Set down the part of the learning disabilities mental health text starting at "- Cooper, S.A., Smiley, E., Morrison, J., Williamson, A., &" and ending at "Psychiatry, 190, 27–35.", word for word.

**EXERCISE PASSAGE**:
•••
Mental health statistics: learning disabilities
Mental health problems among people with a learning disability are often overlooked, underdiagnosed and left untreated as a result of poor understanding, awareness, evidence in this area and symptoms being mistakenly attributed to the person's learning disability.
- Data has shown that people with lower intellectual ability had higher rates of symptoms of common mental health problems (25%) compared to those with average (17.2%) or above-average (13.4%) intellectual functioning.1
- One study found that 54% of people with a learning disability have a mental health problem.2
- Children with learning disabilities are four and a half times more likely to have a mental health problem than children without a learning disability.3
- Raj, D., Stansfeld, S., Weich, S., Stewart, R., McBride, O., Brugha, T., … & Papp, M. (2016). Chapter 13: Comorbidity in mental and physical illness. In S. McManus, P. Bebbington, R. Jenkins, & T. Brugha (Eds.), Mental health and wellbeing in England: Adult Psychiatric Morbidity Survey 2014. Leeds: NHS Digital.
- Cooper, S.A., Smiley, E., Morrison, J., Williamson, A., & Allan, L. (2007). Mental ill-health in adults with intellectual disabilities: Prevalence and associated factors. The British Journal of Psychiatry, 190, 27–35.
- Emerson, E., & Hatton, C. (2007). Mental health of children and adolescents with intellectual disabilities in Britain. The British Journal of Psychiatry, 191(6), 493–499.
•••
[Recorded data]

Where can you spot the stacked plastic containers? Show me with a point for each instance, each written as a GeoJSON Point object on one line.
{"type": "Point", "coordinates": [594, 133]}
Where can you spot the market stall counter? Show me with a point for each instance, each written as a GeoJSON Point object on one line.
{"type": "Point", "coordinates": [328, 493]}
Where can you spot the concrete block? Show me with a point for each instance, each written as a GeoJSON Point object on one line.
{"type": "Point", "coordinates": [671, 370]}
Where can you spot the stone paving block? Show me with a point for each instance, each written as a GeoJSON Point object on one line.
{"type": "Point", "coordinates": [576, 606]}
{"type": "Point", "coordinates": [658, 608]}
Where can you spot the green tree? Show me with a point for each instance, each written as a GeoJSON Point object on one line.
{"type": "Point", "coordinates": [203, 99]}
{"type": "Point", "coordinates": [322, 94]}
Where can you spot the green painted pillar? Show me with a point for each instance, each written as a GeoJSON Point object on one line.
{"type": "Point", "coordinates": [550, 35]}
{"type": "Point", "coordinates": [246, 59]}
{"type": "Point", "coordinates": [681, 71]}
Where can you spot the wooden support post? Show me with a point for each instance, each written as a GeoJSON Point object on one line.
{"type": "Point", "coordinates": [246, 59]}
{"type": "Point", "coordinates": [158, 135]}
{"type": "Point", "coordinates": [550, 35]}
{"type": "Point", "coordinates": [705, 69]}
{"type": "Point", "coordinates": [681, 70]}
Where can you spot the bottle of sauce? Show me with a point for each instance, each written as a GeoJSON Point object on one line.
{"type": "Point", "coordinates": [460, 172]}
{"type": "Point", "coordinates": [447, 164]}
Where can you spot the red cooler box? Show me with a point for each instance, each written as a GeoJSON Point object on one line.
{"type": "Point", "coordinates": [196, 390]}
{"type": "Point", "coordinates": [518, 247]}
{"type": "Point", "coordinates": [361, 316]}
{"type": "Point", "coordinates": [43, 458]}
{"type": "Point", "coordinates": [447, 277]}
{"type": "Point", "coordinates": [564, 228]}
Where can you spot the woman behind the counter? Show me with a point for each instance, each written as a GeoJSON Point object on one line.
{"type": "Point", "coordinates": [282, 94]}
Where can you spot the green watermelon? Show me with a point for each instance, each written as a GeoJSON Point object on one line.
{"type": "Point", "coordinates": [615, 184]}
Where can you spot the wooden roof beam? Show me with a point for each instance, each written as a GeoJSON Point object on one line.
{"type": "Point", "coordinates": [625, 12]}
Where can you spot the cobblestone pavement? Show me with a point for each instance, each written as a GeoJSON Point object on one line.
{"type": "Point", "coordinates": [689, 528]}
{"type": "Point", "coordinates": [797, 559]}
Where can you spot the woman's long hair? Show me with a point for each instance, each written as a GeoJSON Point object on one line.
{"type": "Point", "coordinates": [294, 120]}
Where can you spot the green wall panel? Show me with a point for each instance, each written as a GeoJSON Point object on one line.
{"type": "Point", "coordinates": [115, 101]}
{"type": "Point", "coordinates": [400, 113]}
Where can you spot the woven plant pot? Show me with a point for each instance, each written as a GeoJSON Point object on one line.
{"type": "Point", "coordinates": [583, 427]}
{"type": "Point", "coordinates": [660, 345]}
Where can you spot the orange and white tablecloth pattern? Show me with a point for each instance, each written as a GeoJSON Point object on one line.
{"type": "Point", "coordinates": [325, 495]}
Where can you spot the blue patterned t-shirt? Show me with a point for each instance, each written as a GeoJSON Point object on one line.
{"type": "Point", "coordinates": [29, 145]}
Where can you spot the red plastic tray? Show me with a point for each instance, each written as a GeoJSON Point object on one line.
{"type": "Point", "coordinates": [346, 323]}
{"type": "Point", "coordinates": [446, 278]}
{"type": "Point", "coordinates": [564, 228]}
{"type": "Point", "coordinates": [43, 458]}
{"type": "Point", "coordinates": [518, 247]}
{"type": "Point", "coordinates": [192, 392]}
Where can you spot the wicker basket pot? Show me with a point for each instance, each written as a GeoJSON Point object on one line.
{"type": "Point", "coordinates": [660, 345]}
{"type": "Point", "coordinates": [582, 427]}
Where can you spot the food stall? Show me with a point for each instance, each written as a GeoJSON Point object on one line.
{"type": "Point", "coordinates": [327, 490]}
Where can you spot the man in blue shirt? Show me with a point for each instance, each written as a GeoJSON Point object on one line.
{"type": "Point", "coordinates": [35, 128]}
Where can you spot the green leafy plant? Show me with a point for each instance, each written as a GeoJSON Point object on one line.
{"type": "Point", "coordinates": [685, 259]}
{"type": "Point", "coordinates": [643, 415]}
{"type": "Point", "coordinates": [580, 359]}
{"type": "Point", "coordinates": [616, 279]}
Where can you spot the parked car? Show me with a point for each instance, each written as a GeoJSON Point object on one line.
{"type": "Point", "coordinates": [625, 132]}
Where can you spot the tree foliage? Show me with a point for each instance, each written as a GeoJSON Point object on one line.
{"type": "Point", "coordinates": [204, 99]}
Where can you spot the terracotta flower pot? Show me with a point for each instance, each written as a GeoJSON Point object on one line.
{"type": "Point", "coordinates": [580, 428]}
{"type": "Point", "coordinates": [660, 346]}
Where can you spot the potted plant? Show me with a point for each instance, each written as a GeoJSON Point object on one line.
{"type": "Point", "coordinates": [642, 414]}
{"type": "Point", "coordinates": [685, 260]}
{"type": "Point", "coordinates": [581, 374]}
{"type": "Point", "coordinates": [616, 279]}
•••
**TASK RESPONSE**:
- Cooper, S.A., Smiley, E., Morrison, J., Williamson, A., & Allan, L. (2007). Mental ill-health in adults with intellectual disabilities: Prevalence and associated factors. The British Journal of Psychiatry, 190, 27–35.